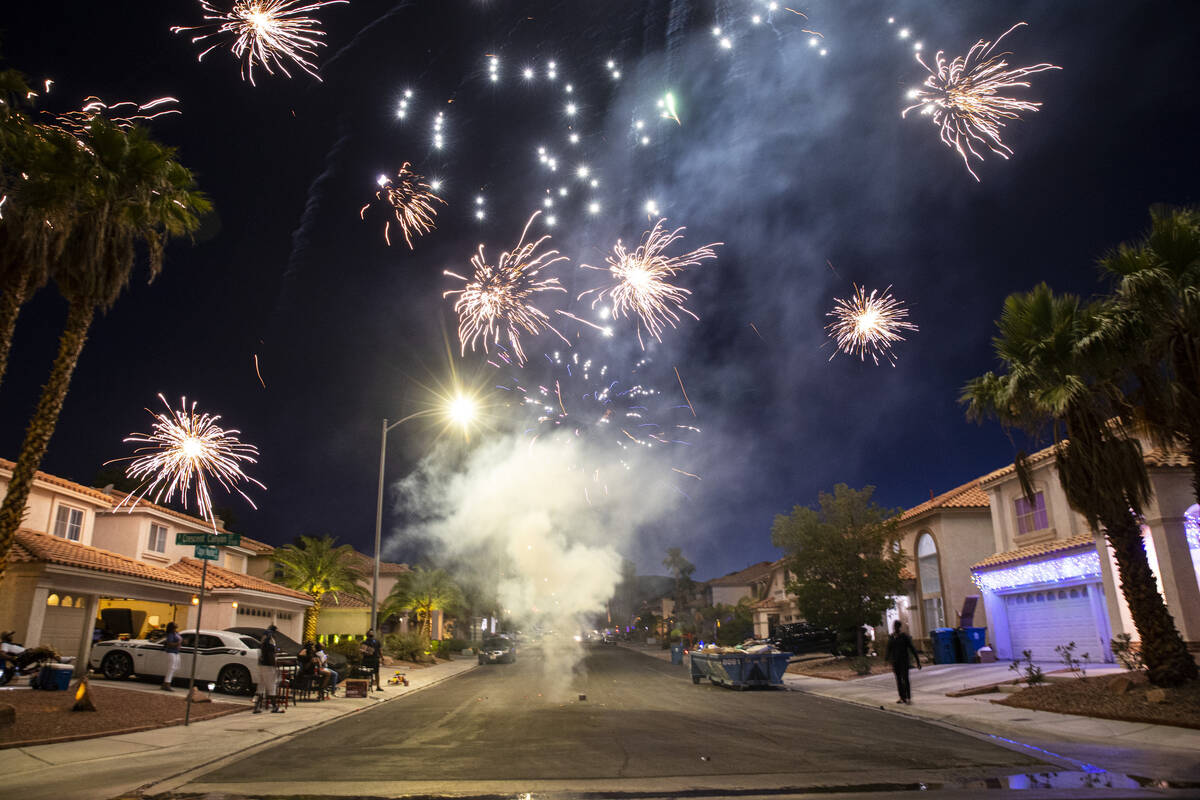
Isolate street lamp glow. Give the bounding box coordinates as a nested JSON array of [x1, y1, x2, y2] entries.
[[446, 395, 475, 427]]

☆ ☆ ☆

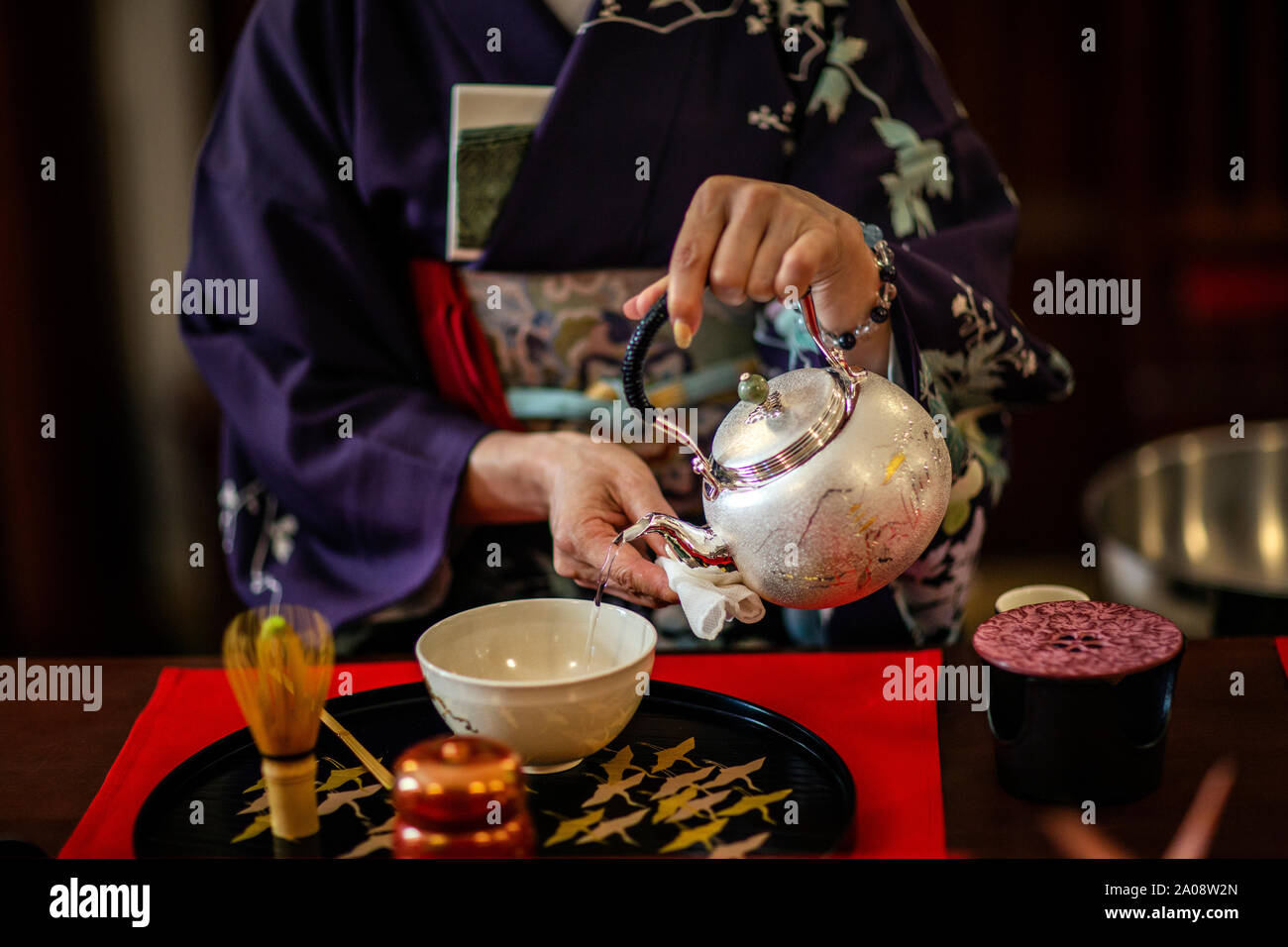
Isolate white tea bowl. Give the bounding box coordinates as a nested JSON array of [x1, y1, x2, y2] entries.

☆ ☆ ☆

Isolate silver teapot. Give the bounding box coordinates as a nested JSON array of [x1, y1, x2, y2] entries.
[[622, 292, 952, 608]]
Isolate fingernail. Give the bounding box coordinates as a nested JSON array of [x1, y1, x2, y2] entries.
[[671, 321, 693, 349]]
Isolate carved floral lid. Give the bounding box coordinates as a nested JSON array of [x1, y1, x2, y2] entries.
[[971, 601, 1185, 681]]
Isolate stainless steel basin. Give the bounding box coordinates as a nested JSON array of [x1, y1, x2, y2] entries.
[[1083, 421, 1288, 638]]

☆ ☆ ☆

(DO THIS) Copy out the material from the line containing "Isolate fingernail. Give" through the line containing "[[1083, 421, 1288, 638]]", inclusive, replacing "carved" with "engraved" and keeping everything else unchanged.

(SOLUTION TO THIS TASK)
Isolate fingernail. Give the bounding box coordinates as a nested JSON array of [x1, y1, x2, y2] entries.
[[671, 321, 693, 349]]
Isolate engraved floral lid. Give the bounding box coordinates as a nested JSON array of [x1, y1, x2, y2] entries.
[[971, 601, 1185, 681]]
Isolate stainless steel basin. Give the bounding box coordinates as a nested JSON array of [x1, y1, x2, y2] entries.
[[1083, 421, 1288, 638]]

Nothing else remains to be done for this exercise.